### Work to complete
(a) According to the family business succession planning project page, in what month and year did the project commence?
(b) Please reproduce the part of the family business succession planning project page between "Research Team" and "61 (4): 757-77.", inclusive.
(c) Continue the family business succession planning project page from the point where it stops.

### Extract
Socially Sustainable Technologies Flagship - Research Flagship Project
Family Business Succession Planning: Dynamics, Barriers and Strategies
Project Code: ARC LP0990478
Family Business Succession Planning: Dynamics, Barriers and Strategies is a two and a half year ARC-funded Linkage Project, in collaboration with the industry partner organisation, Pitcher Partners. It explores the dynamics that shape planning among family businesses, the barriers which block it, and the strategies which facilitate it. The project is being undertaken by researchers in The Swinburne Institute of Social Research, in partnership with the Faculty of Business and Enterprise, at Swinburne University of Technology, and the industry partner organisation. The project commenced in October 2010.
Research Team
Chief Investigators: Professor Michael Gilding (SUT/The Swinburne Institute), Professor Russell Kenley (SUT/FBE), Dr Richard Shrapnel (Pitcher Partners)
Postdoctoral Research Fellow: Dr Sheree Gregory (SUT/The Swinburne Institute)
APA-I Candidate: Ms Barbara Cosson (SUT/The Swinburne Institute)
Publications and Other Research Outputs
Gilding, M. (2010), 'Reflexivity Over and Above Convention: The New Orthodoxy in the Sociology of Personal life, Formerly Sociology of the Family', The British Journal of Sociology, 61 (4): 757-77.

### Provided records
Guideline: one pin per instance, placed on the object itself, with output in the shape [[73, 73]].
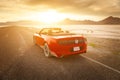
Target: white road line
[[108, 67]]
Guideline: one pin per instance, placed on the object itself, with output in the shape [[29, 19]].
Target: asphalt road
[[21, 59]]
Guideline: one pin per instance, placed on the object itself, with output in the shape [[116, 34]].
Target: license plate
[[76, 48]]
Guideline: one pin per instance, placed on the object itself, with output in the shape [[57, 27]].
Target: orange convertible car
[[59, 43]]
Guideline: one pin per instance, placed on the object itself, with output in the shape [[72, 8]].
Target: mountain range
[[107, 21]]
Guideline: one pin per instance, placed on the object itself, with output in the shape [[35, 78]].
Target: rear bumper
[[64, 50]]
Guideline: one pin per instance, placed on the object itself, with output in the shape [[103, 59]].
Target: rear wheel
[[47, 50]]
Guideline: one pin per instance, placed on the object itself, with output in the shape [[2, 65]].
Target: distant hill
[[107, 21]]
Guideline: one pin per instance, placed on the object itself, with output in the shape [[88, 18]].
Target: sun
[[48, 17]]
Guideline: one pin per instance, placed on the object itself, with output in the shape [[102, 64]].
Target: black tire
[[47, 50]]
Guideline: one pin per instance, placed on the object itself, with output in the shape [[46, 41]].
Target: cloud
[[92, 7], [101, 8]]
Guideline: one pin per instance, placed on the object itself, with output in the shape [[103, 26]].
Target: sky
[[12, 10]]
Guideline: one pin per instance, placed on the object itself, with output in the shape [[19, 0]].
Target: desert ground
[[21, 59]]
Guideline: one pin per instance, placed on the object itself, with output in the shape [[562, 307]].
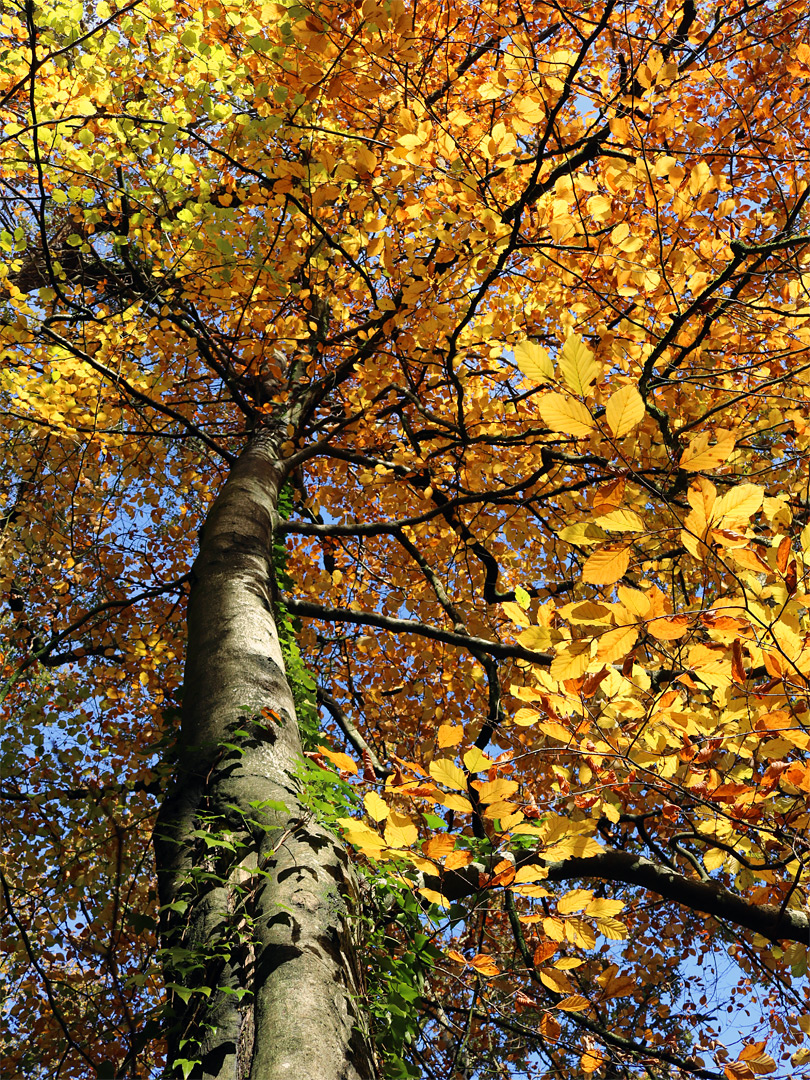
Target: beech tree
[[405, 539]]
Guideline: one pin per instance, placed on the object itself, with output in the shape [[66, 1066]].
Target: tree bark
[[258, 901]]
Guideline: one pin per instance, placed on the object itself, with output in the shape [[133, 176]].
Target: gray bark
[[275, 917]]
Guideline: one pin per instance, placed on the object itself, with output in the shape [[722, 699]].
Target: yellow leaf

### Answers for the tasks
(a) October 2010

(b)
Research Team
Chief Investigators: Professor Michael Gilding (SUT/The Swinburne Institute), Professor Russell Kenley (SUT/FBE), Dr Richard Shrapnel (Pitcher Partners)
Postdoctoral Research Fellow: Dr Sheree Gregory (SUT/The Swinburne Institute)
APA-I Candidate: Ms Barbara Cosson (SUT/The Swinburne Institute)
Publications and Other Research Outputs
Gilding, M. (2010), 'Reflexivity Over and Above Convention: The New Orthodoxy in the Sociology of Personal life, Formerly Sociology of the Family', The British Journal of Sociology, 61 (4): 757-77.

(c)
Gilding, M., Gregory, S., and Cosson, B. (2011), 'A Typology of Motives in Family Business Succession Planning: Institutionalisation, Implosion, Imposition and Individualisation', Refereed Proceedings of The 2011 Australian Sociological Association Conference, The University of Newcastle.
Context
Family business owners and managers often seek help in succession planning from trusted professionals - advisors such as accountants and lawyers. Yet the problems arising from succession planning are not primarily financial or legal, but rather social. Family Business Succession Planning involves a complex array of decisions and processes, embedded in family communication and decision-making. There is substantial knowledge of succession planning in family business research, but much of it overlooks its sociological dimensions.
Research Program
The research project aims to: understand the uncertainty and delay around family business succession planning; clarify the dynamics which inform succession planning, and develop effective strategies directed towards orderly succession planning. The research project will deploy sociological perspectives drawing upon economic sociology and the sociology of families, and strategic management studies. The research involves a combination of quantitative and qualitative techniques including a large-scale survey, ethnographic field work and interviews, and network analysis techniques.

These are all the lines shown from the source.